Count the lines below that contain the string "fork", and give only the number.

====== DATA SHOWN ======

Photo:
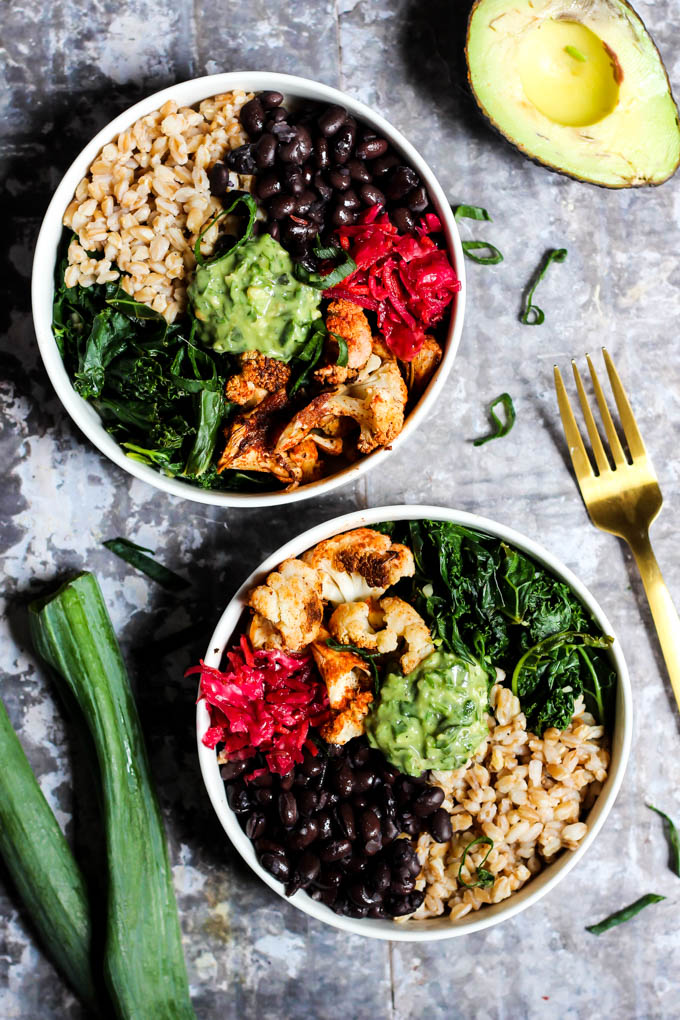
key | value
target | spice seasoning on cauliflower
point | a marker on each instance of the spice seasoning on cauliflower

======
====== DATA SHOWN ======

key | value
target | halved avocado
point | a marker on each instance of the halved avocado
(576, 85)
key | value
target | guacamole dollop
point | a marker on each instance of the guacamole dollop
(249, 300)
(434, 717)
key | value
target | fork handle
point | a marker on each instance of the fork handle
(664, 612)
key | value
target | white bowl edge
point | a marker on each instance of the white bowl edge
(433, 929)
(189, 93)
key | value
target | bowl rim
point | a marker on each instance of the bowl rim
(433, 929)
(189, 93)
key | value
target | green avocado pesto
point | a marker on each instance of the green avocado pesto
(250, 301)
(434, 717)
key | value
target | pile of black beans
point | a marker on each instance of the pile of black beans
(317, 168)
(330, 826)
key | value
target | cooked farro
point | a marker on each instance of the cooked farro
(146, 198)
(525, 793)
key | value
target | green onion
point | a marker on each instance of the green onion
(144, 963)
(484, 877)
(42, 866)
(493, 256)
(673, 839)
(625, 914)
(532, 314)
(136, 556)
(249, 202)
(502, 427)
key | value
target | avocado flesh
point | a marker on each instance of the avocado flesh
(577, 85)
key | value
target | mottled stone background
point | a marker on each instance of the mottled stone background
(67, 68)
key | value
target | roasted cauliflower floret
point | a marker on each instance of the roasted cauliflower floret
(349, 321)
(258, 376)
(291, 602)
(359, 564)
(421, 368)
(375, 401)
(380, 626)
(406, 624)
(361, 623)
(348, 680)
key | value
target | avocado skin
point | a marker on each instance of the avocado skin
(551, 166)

======

TASK RESPONSE
2